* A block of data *
╭──
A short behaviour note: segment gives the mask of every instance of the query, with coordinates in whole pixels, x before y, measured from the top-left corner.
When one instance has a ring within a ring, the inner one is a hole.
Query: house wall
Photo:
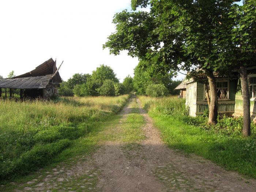
[[[186,95],[186,89],[181,89],[180,93],[180,97],[181,98],[185,99]]]
[[[189,99],[186,99],[186,104],[190,107],[189,115],[192,116],[202,115],[206,110],[208,109],[207,100],[204,98],[204,84],[201,82],[192,83],[196,84],[196,100],[192,101]],[[190,86],[189,85],[192,83],[188,84],[187,88]],[[218,113],[225,113],[230,116],[234,113],[235,111],[235,98],[237,84],[237,80],[229,80],[229,99],[218,101]],[[195,86],[195,85],[193,86]],[[188,94],[187,94],[187,97],[188,96]],[[191,111],[191,108],[192,109]]]
[[[254,100],[250,101],[250,103],[251,119],[255,121],[255,119],[256,117],[256,101]],[[233,115],[236,117],[243,116],[243,99],[241,91],[238,92],[236,95],[236,105]]]
[[[186,95],[186,105],[189,108],[189,115],[195,117],[196,112],[196,82],[187,84]]]
[[[57,87],[52,86],[48,86],[43,90],[43,98],[45,99],[48,99],[53,97],[59,96],[59,90]]]

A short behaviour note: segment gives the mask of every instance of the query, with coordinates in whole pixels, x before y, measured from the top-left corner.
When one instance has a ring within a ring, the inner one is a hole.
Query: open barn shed
[[[56,60],[54,61],[51,58],[30,72],[0,79],[0,96],[5,92],[5,98],[7,95],[13,97],[14,91],[17,89],[19,90],[21,99],[24,98],[48,99],[58,96],[58,88],[62,82],[59,72],[61,65],[57,68]]]

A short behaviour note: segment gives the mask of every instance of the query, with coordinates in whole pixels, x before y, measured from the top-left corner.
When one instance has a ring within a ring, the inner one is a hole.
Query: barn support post
[[[21,89],[20,90],[19,96],[20,98],[20,100],[23,101],[23,89]]]

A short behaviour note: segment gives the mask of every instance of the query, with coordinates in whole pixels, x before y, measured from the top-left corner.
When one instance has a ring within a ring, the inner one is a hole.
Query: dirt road
[[[90,156],[80,157],[74,164],[59,165],[23,184],[22,190],[14,191],[256,191],[255,180],[226,171],[203,158],[185,155],[167,148],[138,99],[130,100],[121,112],[120,126],[113,128],[110,134],[121,131],[121,125],[136,102],[138,111],[144,118],[141,128],[145,139],[129,144],[108,141]]]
╰──
Copy out the lines above word for word, starting at the beginning of the rows and ending with the line that contains "[[[21,89],[20,90],[19,96],[20,98],[20,100],[23,101],[23,89]]]", including both ends. Omit the pictures from your answer.

A short behaviour note: segment gives the mask of every instance of the query, with coordinates in whole pixels, x before y, measured from the top-left corner.
When one instance has a ring within a ring, the inner one is a hole.
Query: house wall
Photo:
[[[186,95],[186,89],[181,89],[180,93],[180,97],[181,98],[185,99]]]
[[[189,99],[186,99],[186,104],[190,107],[189,115],[192,116],[202,115],[206,110],[208,109],[207,100],[204,98],[204,84],[201,82],[192,83],[196,84],[196,100],[192,101]],[[190,86],[189,85],[192,83],[188,84],[187,88]],[[218,113],[225,113],[230,116],[234,113],[235,111],[235,98],[237,84],[237,80],[229,80],[229,99],[218,101]],[[195,86],[195,85],[193,86]],[[188,94],[187,94],[187,97],[188,96]],[[191,111],[191,108],[192,109]]]
[[[254,100],[250,101],[250,103],[251,119],[255,121],[255,119],[256,117],[256,101]],[[233,115],[236,117],[243,116],[243,99],[241,91],[238,92],[236,95],[236,105]]]
[[[186,95],[186,105],[189,108],[189,115],[195,117],[196,112],[196,82],[187,84]]]
[[[57,87],[52,86],[48,86],[43,90],[43,98],[45,99],[48,99],[53,97],[59,96],[59,90]]]

A short behaviour note: segment gives the mask of every instance of the query, with coordinates in whole pixels, x before y, measured from the top-left corner.
When one instance has a ring within a ring, the inner one is a hole.
Query: open barn shed
[[[56,60],[54,61],[51,58],[30,72],[0,79],[0,96],[5,92],[5,98],[7,95],[13,97],[14,91],[17,89],[19,90],[21,99],[24,98],[48,99],[58,96],[58,88],[62,82],[59,72],[61,65],[57,68]]]

A short behaviour note: segment gives the mask of every instance of the query, with coordinates in whole pixels, x before y, measured from the top-left corner.
When one instance has a ring within a ring, the inner one is a hole.
Query: barn support post
[[[21,89],[20,90],[19,96],[20,98],[20,100],[23,101],[23,89]]]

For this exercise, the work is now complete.